*Required work*.
Please print each of the entries below exactly.

Referring expression data
###

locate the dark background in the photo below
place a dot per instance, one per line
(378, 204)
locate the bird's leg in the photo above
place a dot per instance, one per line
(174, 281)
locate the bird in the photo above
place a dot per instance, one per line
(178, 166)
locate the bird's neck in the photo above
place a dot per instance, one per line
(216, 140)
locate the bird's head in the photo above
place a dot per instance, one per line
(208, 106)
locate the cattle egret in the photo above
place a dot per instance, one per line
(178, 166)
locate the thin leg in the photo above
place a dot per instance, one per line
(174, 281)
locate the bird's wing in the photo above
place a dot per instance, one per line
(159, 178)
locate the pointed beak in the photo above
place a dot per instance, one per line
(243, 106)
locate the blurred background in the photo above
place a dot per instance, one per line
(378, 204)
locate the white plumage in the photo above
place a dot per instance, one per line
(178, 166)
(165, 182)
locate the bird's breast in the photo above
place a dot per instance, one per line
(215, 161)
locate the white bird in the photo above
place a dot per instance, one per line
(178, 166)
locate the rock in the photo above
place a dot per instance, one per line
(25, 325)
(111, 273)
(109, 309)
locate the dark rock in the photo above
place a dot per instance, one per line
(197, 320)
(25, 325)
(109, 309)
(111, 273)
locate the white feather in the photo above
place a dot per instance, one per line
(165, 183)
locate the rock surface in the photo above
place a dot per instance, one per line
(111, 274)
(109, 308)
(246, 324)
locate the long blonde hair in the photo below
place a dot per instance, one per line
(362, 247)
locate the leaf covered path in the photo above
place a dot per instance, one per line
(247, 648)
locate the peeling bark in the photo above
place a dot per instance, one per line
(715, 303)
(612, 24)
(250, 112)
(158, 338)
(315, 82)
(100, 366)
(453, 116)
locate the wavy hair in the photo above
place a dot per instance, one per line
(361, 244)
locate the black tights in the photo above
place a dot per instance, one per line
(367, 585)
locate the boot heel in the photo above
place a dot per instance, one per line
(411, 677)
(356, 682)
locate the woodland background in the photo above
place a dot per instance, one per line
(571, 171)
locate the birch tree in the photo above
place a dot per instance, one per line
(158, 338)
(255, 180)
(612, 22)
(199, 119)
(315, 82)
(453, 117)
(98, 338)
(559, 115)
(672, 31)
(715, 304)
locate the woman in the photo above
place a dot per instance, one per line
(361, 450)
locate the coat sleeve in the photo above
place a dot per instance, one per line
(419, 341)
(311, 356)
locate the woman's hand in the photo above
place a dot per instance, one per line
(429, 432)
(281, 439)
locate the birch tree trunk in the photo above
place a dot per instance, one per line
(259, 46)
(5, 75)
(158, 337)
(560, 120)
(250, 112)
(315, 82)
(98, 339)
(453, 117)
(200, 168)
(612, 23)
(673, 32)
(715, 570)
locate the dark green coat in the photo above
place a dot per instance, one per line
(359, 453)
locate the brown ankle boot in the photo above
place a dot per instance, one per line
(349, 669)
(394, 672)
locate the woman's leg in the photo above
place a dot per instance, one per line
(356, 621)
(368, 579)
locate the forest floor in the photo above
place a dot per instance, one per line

###

*Answer to this problem*.
locate the dark background in the photo below
place a dot per instance, one per line
(378, 204)
locate the bird's leg in the photo above
place a dot per instance, one per line
(174, 281)
locate the bird in the photo above
place a dot per instance, one per line
(178, 166)
locate the bird's neck in the photo above
place a dot per instance, one per line
(216, 140)
locate the bird's head in the photo above
place a dot per instance, one per line
(208, 106)
locate the cattle egret in the photo above
place a dot per instance, one per line
(178, 166)
locate the thin leg in the photo above
place a dot per instance, one per line
(174, 281)
locate the bird's wing in the photo above
place a dot per instance, one per line
(159, 178)
locate the pointed beak in the photo above
place a dot per instance, one per line
(243, 106)
locate the blurred background in the photo above
place a dot per instance, one per line
(378, 204)
locate the white plumage in the photo above
place a dot per instance, one per line
(178, 166)
(165, 182)
locate the bird's breast in the photo above
place a dot per instance, one per line
(215, 161)
locate the white bird in the photo above
place a dot per instance, one per line
(178, 166)
locate the rock in the photo above
place a dot per instance, one per line
(25, 325)
(111, 273)
(109, 309)
locate the dark rock in the photo above
place a dot per instance, one per line
(197, 320)
(25, 325)
(109, 309)
(111, 273)
locate the white feather in the photo above
place a dot per instance, one per line
(165, 183)
locate the rock surface in the photo above
place a dot per instance, one per line
(111, 274)
(109, 308)
(246, 324)
locate the long blonde hair in the photo below
place a dot per instance, one per line
(362, 247)
locate the leaf covered path in the photo above
place a dot per instance, one per line
(247, 648)
locate the peeling bark in the photo above
place a dot per instance, one per line
(715, 303)
(612, 24)
(250, 112)
(158, 338)
(315, 82)
(100, 366)
(453, 116)
locate the wavy hair in the photo above
place a dot per instance, one per line
(361, 244)
locate the black tights in the photo above
place a dot per instance, one per line
(367, 585)
locate the boot heel in the photo above
place a dot per instance, one per line
(411, 677)
(356, 682)
locate the woodland background in the photo above
place a dot per instance, one per line
(571, 171)
locate the birch tree in the photo above
place a dot per instance, one per line
(158, 338)
(255, 180)
(612, 22)
(199, 119)
(315, 82)
(453, 117)
(98, 338)
(559, 115)
(672, 31)
(715, 304)
locate the woman in the photo above
place a dot per instance, one per line
(361, 450)
locate the coat sleeve in the photo above
place a dot per instance, one per line
(419, 341)
(311, 356)
locate the woman's hand in the photo above
place a dot per instance, one per line
(429, 432)
(281, 439)
locate the birch tree trunk in the photo above
place a dot per instance, one per line
(259, 46)
(5, 75)
(158, 337)
(560, 120)
(250, 112)
(315, 82)
(98, 339)
(453, 117)
(200, 168)
(612, 23)
(673, 32)
(715, 570)
locate the dark green coat in the photo above
place a dot per instance, one per line
(359, 453)
locate the brown ankle boot in the photo above
place a dot per instance, one per line
(349, 669)
(394, 672)
locate the woman's leg in the photo above
place a dot per instance, one per line
(356, 621)
(368, 579)
locate the forest floor in the photo above
place a dot per instance, one per line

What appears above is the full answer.